In full and without alteration, return the records below.

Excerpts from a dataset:
▶
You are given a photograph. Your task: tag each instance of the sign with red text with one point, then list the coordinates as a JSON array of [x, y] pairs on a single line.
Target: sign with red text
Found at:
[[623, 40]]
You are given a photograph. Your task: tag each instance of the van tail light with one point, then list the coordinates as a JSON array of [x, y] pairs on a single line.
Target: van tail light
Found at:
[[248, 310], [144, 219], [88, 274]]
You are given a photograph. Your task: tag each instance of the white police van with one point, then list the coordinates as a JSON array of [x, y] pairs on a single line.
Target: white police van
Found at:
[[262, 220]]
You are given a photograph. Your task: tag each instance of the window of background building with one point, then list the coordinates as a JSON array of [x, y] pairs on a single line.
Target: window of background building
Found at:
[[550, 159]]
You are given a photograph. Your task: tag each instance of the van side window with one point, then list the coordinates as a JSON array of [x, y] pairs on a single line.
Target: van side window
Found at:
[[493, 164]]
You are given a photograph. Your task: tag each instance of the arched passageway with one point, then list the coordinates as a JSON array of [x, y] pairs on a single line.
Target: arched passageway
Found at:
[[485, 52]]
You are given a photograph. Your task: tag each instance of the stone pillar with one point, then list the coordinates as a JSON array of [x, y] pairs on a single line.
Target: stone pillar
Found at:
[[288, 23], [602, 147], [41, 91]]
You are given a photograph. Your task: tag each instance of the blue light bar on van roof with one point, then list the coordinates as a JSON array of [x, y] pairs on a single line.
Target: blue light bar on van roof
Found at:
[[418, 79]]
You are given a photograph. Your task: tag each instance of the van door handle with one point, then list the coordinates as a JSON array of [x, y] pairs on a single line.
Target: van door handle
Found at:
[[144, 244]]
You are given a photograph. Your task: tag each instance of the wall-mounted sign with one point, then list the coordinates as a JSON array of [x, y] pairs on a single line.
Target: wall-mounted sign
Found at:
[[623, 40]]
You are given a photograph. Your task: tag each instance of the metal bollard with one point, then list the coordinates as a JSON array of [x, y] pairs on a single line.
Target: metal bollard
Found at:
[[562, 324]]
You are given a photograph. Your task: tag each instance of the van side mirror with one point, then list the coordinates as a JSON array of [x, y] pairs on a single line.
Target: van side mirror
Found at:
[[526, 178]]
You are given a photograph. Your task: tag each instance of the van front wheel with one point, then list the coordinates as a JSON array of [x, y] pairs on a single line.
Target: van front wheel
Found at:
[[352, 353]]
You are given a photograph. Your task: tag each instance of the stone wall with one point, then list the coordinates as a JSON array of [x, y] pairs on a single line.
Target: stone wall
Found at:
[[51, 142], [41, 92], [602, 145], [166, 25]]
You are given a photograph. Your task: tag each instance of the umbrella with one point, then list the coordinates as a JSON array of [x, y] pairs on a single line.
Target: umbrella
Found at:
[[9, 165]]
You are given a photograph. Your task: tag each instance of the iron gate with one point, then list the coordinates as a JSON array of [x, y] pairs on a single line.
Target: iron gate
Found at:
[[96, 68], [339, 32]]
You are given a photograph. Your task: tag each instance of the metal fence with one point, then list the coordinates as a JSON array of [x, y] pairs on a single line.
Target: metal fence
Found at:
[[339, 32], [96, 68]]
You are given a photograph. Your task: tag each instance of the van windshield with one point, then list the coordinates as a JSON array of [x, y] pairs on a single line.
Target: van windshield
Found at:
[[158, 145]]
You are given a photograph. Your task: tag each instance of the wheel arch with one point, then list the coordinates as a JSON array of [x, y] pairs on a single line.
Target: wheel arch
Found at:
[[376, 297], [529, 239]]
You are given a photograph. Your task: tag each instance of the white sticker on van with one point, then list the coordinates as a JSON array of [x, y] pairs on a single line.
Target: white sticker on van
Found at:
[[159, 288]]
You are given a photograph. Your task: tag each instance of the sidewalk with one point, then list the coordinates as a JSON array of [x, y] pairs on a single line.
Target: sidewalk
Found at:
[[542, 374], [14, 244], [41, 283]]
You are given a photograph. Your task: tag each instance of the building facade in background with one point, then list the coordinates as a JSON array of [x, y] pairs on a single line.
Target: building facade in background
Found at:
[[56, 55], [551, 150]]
◀
== Task response ==
You are given a photograph. Your task: tag each instance of the sign with red text with one point, then list the coordinates as a JSON array of [x, y] pairs on a single line.
Target: sign with red text
Found at:
[[623, 40]]
You are given a photograph. Your task: tag each instance of the van tail light with one point, then list the coordinates as a JSON array of [x, y] pairs on a single line.
Target: van tail light
Found at:
[[248, 310], [144, 219], [88, 274]]
You are given a photograph. Your task: tag each instance of the white police van with one point, then list the coordinates as a JSON array of [x, y] pairs on a single line.
Target: white police van
Found at:
[[262, 220]]
You are given a photograph. Your task: tag each instance of the window of background building with one point, then list the coordinates as a JSON array of [x, y] pairs on a single line.
Target: window of background building
Found at:
[[550, 159]]
You are given a photograph. Your task: tag each instance of the van side window with one point, then list the coordinates as a JSON array of [x, y] pairs on a single line.
Target: van side window
Found at:
[[493, 164]]
You are given a photograph. Your task: tag each instance of the arched passageway with one point, then list the coordinates as a JSON array of [x, y] pairs on a single line.
Target: arched passageway
Found at:
[[485, 52]]
You are given a photograph. Your task: tag each instance of the stone pillar with one point, then list the coordinates as a JSON array of [x, y] pairs on a single line.
Target: stone pillar
Found at:
[[288, 23], [602, 147], [41, 91]]
You are given a photograph. Your task: tag each instance of the blue light bar on van roof with one point, then list the coordinates as a JSON array of [x, y] pairs on a single line.
Target: blue light bar on van roof
Found at:
[[418, 79]]
You are given a photograph. Your task: tag each instance of the van door handle with one point, then list the coordinates as a JSON array of [x, y] pairs on a single line.
Target: van door handle
Found at:
[[144, 244]]
You are given a photograph. Your task: tag each instance of the wall-mounted sign with one point, then list the coordinates as a JSON array of [x, y] pairs on a single line.
Target: wall-mounted sign
Found at:
[[623, 40]]
You are given a photograph. Your task: tag each instance of the metal bollard with one point, then list the coordinates as a JSON array of [x, y] pairs on a single line.
Target: metal bollard
Found at:
[[562, 324]]
You are given a photograph. Your task: tag each instance of the van side mirror with one point, then list the coordinates as a JSON array of [x, y] pairs on a single line.
Target: van side mirror
Found at:
[[526, 178]]
You are given a photograph. Your task: tag each instance of the van front wheel with one point, then list the coordinates as a JSON array of [x, y] pairs on a single line.
Target: van front wheel
Found at:
[[352, 353]]
You are given a photograph. Your task: tag each instance of the stone wall with one point, then list the coordinates as a JSON array of [x, y] pairs on a single line.
Target: stone wall
Found at:
[[51, 142], [41, 92], [602, 145], [166, 25]]
You are given a photograph. Your task: tag each instance of the umbrella with one point, then list the coordinates as a JSON array of [x, y] pairs on a single line.
Target: umbrella
Found at:
[[9, 165]]
You are given a photograph. Your task: tag each instance of the iron gate with one point, then list the coordinates as a JSON array of [x, y] pairs on a single line.
Target: iron gate
Found at:
[[96, 68], [339, 32]]
You are given a photograph. Your task: tag each instance of the metal fence with one point, then list the coordinates as a JSON array of [x, y] pairs on a single line.
Target: metal fence
Found at:
[[339, 32], [96, 68]]
You are given a photograph. Your task: tag each instance of the van windshield with one point, then list the coordinates as a JSON array of [x, y] pairs on a single line.
Target: van windshield
Found at:
[[158, 145]]
You are given a photograph. Your task: tag each instance of the wheel arch with one point, then list the coordinates as a JSON array of [x, y] pairs on a single line.
Target: wheel arch
Found at:
[[376, 297], [529, 239]]
You are given a photograph. Your task: tag each instance of the white sticker on van with one point, then list the coordinates as a JSON array of [x, y] pairs on a single line.
Target: white sticker on van
Found at:
[[159, 288]]
You are given a photograph. Your task: tag each instance of the sidewalk with one point, then list the coordinates as a JSON array of [x, y] pairs on a single line.
Target: sidewalk
Found at:
[[542, 374], [14, 244], [41, 283]]
You are given a photograph. Your task: tag each instance of the building facade in background with one point, then list the coordinates as a JSON array of [x, y] pairs on a single line.
Target: building facade in background
Found at:
[[56, 55], [551, 150]]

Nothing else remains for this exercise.